**Exercise brief:** All pictures must be dropped, while the entries are given again word for word.

**Excerpted records:**
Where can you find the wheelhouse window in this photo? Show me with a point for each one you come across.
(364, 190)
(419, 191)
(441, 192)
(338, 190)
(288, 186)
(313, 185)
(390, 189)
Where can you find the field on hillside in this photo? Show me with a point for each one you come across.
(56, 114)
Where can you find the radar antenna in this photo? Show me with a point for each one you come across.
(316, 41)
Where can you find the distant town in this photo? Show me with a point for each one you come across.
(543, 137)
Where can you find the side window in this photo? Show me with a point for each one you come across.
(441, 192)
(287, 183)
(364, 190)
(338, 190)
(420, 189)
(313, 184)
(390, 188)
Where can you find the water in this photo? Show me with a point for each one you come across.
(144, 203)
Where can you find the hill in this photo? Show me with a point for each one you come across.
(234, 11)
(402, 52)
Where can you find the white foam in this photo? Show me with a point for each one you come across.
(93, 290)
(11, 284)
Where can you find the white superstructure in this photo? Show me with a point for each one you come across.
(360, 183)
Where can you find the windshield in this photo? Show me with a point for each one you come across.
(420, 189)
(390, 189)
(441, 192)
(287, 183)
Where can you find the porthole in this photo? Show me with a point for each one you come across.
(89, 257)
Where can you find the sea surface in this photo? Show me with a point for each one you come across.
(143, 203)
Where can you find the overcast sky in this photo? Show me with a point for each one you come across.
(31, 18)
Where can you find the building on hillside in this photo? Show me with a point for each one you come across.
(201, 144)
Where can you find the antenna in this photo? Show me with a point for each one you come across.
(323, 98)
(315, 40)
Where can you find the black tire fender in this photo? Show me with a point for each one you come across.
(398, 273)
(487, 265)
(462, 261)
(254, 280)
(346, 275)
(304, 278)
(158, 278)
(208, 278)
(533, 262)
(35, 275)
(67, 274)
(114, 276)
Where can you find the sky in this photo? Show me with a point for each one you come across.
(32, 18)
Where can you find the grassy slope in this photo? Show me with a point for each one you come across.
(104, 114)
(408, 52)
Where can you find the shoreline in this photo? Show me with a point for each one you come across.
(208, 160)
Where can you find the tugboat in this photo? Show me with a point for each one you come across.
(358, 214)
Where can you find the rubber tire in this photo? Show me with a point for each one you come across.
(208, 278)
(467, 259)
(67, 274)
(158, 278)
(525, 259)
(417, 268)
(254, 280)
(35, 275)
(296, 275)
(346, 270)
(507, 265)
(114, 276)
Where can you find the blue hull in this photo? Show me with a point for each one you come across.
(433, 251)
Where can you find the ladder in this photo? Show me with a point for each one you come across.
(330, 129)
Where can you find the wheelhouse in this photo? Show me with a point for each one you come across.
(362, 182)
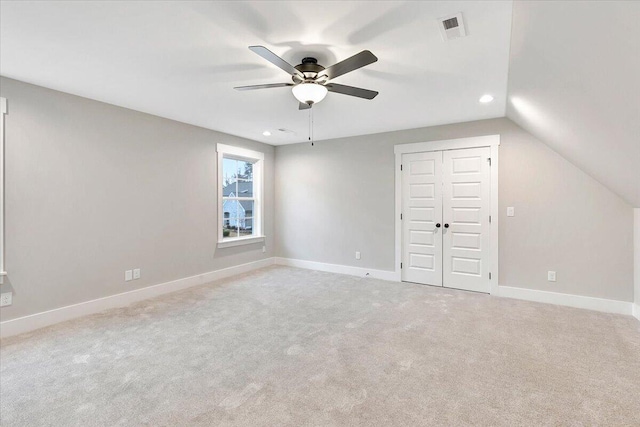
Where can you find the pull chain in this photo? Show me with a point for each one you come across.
(311, 126)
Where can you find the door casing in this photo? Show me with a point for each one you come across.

**Written answer:**
Where can you find the wheelhouse window in this photo? Show me with a point for each one you come across.
(364, 190)
(419, 191)
(441, 192)
(338, 190)
(288, 186)
(313, 185)
(390, 189)
Where can you find the field on hillside in this photo? Show me with a point for each one you come across.
(56, 114)
Where can you find the radar antenna in this photo? Show me with a point for each one you come across.
(316, 41)
Where can you find the distant town in this photo? Show me with a point for each one you come across.
(543, 137)
Where can you find the side window in this photo? Show me with a point for each one you come across.
(441, 192)
(287, 183)
(364, 190)
(338, 190)
(420, 189)
(313, 184)
(390, 188)
Where can you find the water in this photo? Show me with a point for each one you come across.
(144, 203)
Where can you find the hill in this photo? Show me with a point for each one you come across.
(234, 11)
(402, 52)
Where can you find the white foam in this photo? Show me with a point for each one you come across.
(93, 290)
(11, 284)
Where can you find the white superstructure in this photo? Show me with a point for each one you come across.
(360, 183)
Where can you find the windshield in this photo? Show me with a point for each one you come across.
(420, 189)
(390, 189)
(441, 192)
(287, 183)
Where can you find the porthole in this photo? Show me with a point for each one you come across.
(89, 257)
Where can you find the sea surface in this photo? Show me with a point for each one you come across.
(143, 203)
Where can you find the overcast sky in this photo? Show me with a point for each one you come across.
(31, 18)
Where can you find the building on hillside in this photo? Show me with a point for each one you come across.
(201, 144)
Where can you find the antenna in this photo? Show me with a point for each one you come across.
(323, 98)
(315, 40)
Where can you find the black tire fender in this photo? Show me with a point for each one you come across.
(398, 273)
(487, 265)
(462, 261)
(254, 280)
(346, 275)
(304, 278)
(158, 278)
(208, 278)
(533, 262)
(35, 275)
(67, 274)
(114, 276)
Where can you find the sky in this photo? Show me with a point for each one you come across.
(32, 18)
Where can you find the grassy slope in this photo? Show me with a point for each one you come across.
(104, 114)
(408, 52)
Where can you find the shoreline in this photo? Show me with a point for each one you come across.
(208, 160)
Where can you find the tugboat in this photo? Show me with a point for each one you come across.
(358, 214)
Where can you find the rubber tire in this photo? Show me with a point for each one you come across.
(208, 278)
(467, 259)
(67, 274)
(158, 278)
(525, 259)
(417, 268)
(254, 280)
(35, 275)
(296, 275)
(346, 270)
(507, 265)
(114, 276)
Where can you find the blue hull in this photo? Show me with a point for each one you come across.
(433, 251)
Where can you find the ladder in this photo? Show me with a point for each one you come across.
(330, 129)
Where can you find the wheelhouse in this photo? Show me with a point for each one you come across.
(362, 182)
Where can you find the pull chain in this photo? Show me with a point for each one you come across.
(311, 126)
Where can you find the door casing in this photo? Show me with a point for each one you come across.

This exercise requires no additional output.